── SOURCE DATA ──

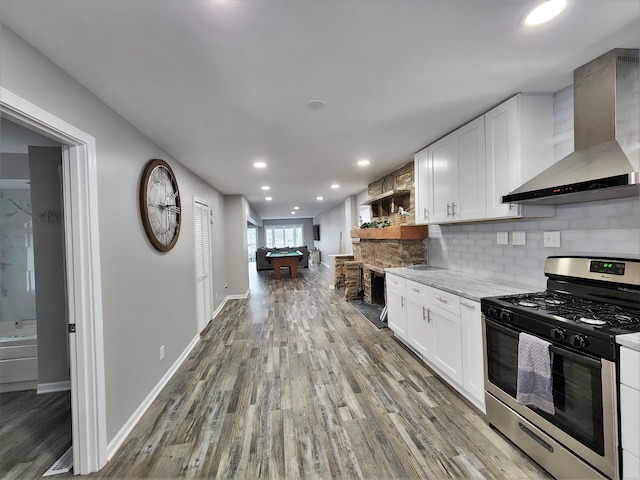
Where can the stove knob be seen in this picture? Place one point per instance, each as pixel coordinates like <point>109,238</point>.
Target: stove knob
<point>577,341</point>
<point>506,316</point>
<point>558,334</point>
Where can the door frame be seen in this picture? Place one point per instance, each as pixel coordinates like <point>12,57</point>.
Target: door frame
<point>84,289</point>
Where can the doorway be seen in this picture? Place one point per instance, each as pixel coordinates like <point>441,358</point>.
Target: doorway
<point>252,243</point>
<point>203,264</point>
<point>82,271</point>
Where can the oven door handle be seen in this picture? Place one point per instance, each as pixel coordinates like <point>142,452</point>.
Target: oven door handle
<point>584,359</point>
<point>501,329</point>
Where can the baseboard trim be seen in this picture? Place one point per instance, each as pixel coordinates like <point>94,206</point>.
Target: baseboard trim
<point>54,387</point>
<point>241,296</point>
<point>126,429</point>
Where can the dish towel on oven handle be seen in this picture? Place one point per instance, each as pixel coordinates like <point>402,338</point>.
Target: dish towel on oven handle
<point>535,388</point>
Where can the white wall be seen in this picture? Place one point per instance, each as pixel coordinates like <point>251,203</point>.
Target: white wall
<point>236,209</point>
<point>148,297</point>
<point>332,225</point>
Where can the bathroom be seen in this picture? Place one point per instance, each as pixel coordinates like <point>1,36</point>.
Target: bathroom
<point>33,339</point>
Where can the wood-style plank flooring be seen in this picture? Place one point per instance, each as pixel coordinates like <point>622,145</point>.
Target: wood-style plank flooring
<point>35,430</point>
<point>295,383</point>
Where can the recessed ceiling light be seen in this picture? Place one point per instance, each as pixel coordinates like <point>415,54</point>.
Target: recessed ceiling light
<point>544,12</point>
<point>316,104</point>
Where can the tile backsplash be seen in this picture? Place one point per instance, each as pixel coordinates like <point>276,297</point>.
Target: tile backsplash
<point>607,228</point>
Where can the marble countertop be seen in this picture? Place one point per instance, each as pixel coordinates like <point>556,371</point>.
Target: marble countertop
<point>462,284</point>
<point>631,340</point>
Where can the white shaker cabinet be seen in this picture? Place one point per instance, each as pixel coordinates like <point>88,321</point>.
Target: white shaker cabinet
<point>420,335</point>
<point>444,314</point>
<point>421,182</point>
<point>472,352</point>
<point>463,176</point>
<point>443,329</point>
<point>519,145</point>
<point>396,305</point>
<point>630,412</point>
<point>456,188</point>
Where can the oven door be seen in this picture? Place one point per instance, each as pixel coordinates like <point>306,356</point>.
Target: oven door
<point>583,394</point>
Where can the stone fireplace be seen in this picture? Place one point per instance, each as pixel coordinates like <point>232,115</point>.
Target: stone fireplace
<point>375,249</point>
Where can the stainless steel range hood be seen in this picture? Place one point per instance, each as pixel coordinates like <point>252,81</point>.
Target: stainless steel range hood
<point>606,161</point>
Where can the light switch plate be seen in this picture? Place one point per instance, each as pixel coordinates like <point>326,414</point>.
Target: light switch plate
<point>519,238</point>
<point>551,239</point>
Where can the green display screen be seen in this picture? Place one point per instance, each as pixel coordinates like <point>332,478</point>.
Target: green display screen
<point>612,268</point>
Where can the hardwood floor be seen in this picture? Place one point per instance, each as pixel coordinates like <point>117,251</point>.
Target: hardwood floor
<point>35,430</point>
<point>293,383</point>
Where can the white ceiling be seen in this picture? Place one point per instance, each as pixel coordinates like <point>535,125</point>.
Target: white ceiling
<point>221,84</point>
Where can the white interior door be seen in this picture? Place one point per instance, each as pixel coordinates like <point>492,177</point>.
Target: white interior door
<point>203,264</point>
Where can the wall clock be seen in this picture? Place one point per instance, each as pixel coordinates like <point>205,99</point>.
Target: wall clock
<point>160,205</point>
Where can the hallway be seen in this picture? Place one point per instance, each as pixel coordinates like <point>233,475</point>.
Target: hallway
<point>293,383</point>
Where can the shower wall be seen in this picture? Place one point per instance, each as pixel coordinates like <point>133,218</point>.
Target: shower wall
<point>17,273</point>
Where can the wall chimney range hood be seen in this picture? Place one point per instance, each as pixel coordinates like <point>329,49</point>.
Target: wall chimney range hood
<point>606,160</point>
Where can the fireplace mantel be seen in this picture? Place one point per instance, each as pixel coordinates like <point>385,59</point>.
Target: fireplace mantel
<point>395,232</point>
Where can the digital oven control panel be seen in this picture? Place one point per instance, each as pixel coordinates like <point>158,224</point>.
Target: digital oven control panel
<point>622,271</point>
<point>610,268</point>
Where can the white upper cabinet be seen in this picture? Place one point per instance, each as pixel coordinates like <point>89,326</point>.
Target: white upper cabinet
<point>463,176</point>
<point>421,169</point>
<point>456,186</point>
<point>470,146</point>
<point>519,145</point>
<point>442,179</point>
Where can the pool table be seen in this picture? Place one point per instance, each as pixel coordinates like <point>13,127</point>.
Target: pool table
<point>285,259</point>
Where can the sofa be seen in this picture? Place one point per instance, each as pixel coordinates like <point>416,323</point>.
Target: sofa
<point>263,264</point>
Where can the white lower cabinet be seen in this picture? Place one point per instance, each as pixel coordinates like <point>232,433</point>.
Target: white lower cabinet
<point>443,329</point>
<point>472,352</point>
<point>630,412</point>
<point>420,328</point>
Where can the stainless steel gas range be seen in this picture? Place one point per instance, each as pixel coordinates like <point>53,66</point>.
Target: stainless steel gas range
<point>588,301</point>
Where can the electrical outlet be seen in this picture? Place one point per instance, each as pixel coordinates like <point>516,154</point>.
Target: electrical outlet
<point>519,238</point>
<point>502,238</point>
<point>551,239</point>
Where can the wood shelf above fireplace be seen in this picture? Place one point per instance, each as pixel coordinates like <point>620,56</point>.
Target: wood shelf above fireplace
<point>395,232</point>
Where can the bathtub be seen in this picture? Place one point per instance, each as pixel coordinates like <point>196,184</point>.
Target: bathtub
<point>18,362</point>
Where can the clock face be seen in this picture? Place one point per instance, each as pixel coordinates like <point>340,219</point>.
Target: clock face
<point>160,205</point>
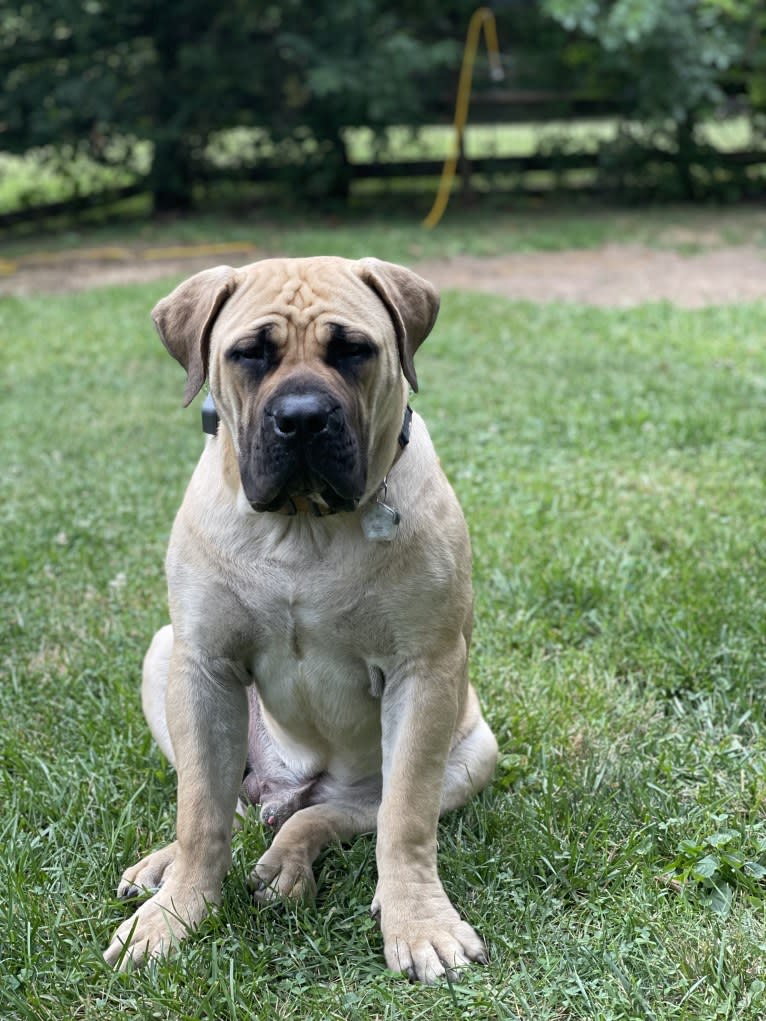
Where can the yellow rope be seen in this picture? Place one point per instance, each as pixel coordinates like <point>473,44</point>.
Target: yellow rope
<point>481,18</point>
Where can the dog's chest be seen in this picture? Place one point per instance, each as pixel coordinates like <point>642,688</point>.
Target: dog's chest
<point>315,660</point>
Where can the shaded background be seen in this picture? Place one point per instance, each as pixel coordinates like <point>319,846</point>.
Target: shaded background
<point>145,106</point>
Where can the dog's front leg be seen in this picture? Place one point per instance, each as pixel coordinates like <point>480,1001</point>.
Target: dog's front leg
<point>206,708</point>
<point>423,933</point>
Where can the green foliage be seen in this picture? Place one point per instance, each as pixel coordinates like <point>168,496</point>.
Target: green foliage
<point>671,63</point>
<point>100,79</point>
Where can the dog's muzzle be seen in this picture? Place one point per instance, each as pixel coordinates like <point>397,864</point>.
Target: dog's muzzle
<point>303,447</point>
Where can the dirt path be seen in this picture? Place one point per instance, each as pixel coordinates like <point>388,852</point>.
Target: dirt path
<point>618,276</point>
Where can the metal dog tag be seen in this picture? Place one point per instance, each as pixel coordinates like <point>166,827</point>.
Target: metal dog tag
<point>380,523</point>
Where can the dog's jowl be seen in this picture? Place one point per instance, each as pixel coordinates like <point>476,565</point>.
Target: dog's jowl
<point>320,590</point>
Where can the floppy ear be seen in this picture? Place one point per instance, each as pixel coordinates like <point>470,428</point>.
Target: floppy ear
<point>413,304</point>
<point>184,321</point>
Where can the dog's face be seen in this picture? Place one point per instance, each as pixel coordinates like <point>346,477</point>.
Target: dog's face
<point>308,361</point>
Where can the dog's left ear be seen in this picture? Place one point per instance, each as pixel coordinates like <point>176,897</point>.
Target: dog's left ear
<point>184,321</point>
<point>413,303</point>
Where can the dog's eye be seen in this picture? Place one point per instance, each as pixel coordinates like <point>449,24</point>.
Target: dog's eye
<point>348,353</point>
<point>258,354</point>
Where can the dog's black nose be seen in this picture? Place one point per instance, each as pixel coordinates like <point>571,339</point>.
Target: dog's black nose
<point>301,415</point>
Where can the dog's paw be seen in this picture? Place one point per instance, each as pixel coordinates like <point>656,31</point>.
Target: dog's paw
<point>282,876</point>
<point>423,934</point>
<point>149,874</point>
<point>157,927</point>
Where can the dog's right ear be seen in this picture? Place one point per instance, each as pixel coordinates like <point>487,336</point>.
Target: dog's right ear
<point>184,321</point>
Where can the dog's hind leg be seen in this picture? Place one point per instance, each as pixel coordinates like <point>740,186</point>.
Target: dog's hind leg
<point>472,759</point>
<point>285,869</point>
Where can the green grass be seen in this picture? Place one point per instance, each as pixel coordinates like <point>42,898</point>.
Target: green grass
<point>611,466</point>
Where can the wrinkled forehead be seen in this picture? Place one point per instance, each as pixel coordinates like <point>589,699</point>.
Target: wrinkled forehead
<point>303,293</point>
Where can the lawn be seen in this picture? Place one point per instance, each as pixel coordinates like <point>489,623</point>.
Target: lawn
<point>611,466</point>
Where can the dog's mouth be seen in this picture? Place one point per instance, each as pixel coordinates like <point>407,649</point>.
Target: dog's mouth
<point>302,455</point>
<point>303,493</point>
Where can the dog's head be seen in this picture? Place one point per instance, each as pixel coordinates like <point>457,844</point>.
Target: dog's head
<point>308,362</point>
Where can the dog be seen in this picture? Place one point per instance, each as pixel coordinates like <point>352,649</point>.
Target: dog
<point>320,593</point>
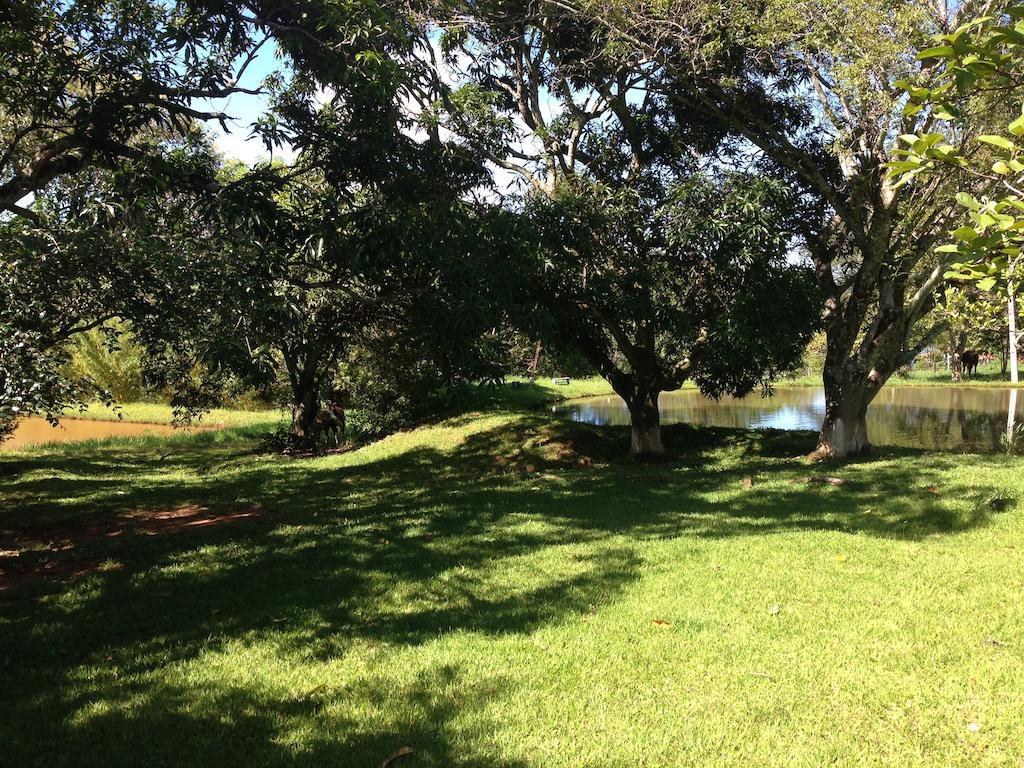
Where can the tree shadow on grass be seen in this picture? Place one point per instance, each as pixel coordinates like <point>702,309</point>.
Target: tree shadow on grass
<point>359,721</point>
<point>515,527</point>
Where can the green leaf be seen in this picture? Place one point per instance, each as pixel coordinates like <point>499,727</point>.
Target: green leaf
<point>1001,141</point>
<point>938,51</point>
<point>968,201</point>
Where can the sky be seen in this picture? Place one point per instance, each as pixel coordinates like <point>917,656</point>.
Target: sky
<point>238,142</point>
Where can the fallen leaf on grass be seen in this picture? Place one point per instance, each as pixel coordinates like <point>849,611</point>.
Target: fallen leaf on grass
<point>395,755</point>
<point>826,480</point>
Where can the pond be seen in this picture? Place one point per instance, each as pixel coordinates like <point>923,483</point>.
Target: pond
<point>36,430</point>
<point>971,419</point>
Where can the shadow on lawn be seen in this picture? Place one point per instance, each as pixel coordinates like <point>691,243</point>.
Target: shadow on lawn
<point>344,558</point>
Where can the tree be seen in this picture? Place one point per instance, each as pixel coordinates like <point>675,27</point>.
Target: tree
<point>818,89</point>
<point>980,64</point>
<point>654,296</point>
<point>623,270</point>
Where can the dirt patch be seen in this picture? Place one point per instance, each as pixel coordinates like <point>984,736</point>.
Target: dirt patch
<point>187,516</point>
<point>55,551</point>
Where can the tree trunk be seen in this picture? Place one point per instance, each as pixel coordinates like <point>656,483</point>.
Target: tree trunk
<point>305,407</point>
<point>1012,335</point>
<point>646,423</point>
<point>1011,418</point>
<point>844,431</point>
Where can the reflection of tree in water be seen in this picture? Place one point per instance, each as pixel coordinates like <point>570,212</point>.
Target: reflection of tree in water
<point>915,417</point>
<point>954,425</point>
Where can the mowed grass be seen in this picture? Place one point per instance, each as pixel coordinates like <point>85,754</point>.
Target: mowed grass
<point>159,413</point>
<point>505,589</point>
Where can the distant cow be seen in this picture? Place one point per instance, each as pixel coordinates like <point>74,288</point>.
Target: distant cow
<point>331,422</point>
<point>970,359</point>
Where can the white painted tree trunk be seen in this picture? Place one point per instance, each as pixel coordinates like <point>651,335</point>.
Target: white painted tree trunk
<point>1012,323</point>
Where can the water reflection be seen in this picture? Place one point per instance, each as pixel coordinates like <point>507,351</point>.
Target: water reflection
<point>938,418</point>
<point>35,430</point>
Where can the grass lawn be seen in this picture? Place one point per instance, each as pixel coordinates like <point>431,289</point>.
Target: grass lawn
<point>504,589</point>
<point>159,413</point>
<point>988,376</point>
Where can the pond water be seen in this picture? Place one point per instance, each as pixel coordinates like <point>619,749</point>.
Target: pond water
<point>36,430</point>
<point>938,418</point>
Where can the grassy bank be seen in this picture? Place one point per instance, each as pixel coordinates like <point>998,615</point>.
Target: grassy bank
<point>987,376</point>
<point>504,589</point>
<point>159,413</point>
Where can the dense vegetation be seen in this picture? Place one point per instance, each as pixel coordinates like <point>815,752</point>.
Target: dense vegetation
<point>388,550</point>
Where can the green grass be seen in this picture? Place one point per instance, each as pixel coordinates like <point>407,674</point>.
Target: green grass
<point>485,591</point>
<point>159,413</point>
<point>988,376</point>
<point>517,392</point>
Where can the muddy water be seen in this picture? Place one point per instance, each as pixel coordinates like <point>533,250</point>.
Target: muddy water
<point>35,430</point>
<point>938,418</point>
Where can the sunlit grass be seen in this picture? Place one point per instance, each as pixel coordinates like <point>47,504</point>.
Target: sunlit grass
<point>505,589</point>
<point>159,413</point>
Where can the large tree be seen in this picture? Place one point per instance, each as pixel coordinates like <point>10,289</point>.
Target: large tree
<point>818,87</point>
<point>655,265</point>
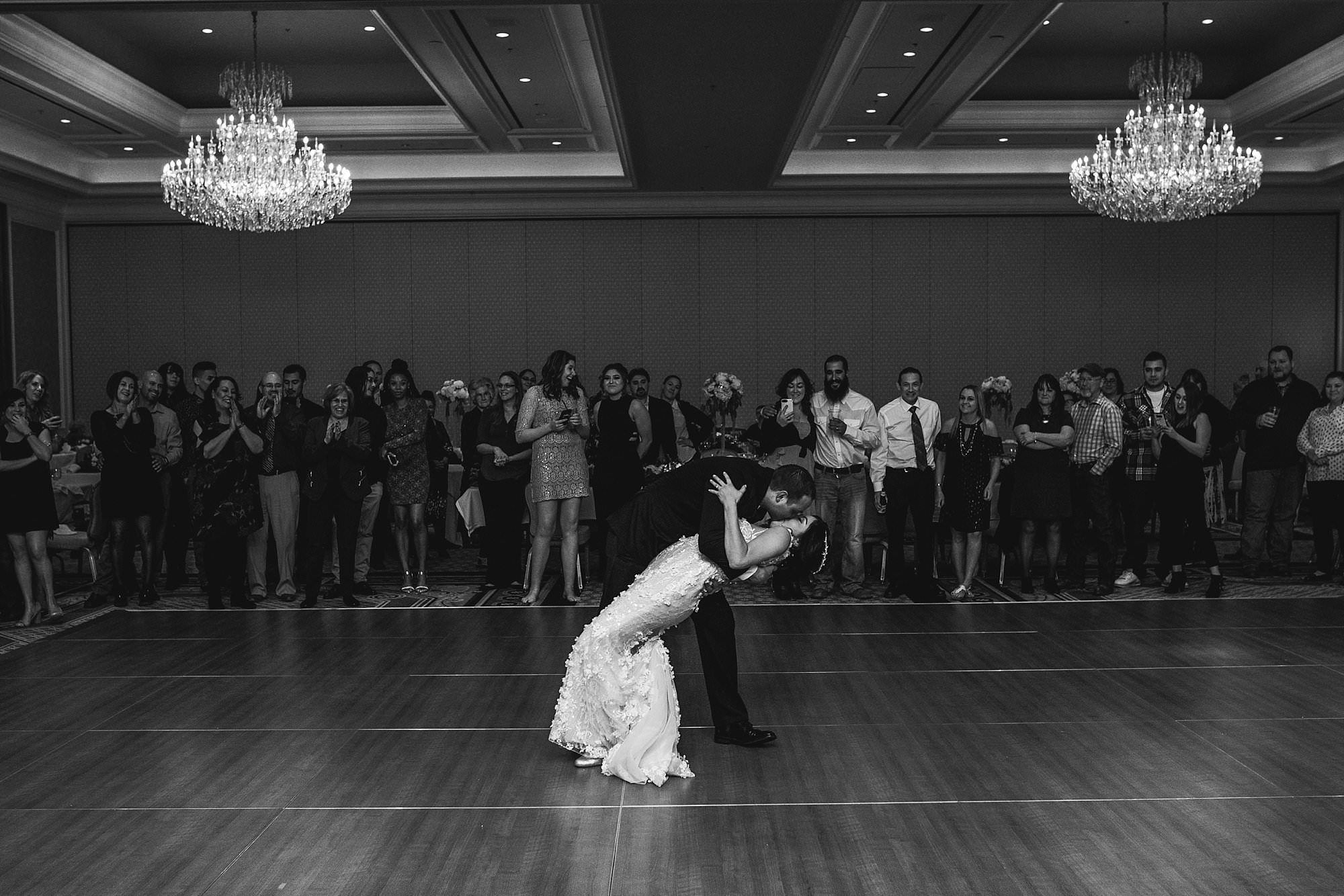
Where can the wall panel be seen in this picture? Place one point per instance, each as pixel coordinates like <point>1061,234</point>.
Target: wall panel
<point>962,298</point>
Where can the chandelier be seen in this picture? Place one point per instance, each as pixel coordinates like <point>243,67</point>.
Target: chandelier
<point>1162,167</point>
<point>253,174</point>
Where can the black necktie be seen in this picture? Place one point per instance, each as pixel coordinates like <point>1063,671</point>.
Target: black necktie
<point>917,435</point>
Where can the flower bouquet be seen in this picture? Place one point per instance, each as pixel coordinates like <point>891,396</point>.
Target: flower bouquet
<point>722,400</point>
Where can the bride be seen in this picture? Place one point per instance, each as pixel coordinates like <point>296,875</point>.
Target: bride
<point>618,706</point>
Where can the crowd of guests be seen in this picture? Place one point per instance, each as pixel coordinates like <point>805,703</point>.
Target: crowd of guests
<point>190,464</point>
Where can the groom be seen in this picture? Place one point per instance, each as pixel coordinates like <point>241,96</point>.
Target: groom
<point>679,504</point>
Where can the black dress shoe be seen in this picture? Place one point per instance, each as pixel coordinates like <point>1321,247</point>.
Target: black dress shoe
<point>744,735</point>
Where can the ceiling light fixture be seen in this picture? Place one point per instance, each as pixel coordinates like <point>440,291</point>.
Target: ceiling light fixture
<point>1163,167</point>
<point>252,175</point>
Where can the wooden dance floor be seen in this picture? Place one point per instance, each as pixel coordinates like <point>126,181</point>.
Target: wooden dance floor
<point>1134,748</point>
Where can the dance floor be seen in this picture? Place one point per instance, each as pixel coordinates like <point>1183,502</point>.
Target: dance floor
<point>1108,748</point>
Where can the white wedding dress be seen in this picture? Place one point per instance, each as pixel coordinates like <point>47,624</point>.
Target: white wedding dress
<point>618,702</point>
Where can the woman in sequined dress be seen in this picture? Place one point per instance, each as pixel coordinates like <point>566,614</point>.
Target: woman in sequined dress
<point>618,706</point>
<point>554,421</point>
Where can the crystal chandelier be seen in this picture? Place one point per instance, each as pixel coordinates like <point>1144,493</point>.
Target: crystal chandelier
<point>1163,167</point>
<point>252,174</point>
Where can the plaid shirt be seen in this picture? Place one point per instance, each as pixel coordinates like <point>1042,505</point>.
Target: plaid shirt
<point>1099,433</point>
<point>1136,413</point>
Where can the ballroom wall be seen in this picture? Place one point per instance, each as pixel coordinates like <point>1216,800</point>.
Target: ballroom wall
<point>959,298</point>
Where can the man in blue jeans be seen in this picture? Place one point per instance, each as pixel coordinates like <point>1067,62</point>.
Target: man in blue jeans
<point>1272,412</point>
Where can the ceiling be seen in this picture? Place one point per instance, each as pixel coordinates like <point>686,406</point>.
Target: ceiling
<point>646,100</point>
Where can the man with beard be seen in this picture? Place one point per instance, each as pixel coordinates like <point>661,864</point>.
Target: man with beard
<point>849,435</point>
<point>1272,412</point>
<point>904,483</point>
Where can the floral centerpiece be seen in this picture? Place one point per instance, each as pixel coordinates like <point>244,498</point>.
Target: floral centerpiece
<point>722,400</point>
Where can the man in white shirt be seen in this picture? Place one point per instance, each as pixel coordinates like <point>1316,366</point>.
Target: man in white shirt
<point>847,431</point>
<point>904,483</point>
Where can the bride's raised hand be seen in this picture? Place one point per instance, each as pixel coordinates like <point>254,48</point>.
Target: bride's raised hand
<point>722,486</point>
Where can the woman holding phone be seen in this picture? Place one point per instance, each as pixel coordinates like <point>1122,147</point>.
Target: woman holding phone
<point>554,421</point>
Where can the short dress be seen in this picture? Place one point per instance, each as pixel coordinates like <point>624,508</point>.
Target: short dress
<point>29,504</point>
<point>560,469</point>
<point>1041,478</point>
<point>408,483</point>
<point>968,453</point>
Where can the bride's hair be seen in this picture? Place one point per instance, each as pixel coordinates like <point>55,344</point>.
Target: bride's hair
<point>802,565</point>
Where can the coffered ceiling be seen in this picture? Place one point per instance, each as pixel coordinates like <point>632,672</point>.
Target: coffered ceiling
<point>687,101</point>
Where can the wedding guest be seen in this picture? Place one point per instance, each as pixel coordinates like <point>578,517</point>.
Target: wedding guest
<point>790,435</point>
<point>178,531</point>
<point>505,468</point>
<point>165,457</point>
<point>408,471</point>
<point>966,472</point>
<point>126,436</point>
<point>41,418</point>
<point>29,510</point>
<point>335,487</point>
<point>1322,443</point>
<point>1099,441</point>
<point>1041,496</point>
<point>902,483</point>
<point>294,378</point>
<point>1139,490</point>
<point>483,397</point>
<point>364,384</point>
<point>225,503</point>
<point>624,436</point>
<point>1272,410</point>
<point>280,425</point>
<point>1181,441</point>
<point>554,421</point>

───

GIVEN INSTRUCTION
Copy out the items verbatim, from the line with "Where can the wrinkled" up to and including the line with "<point>303,493</point>".

COMPLETED EXERCISE
Where can the wrinkled forehead be seen in this picture? Place one point per instance, each as pixel coordinates like <point>589,699</point>.
Target: wrinkled forehead
<point>303,293</point>
Where can the lawn be seen in this picture? Place one point per instance, each as pixel coordinates like <point>489,623</point>.
Target: lawn
<point>611,466</point>
Where can the dog's mouth be seen in this picture? Place one point per instance, each as pixel coordinates like <point>407,649</point>.
Target: dog's mouth
<point>302,455</point>
<point>303,493</point>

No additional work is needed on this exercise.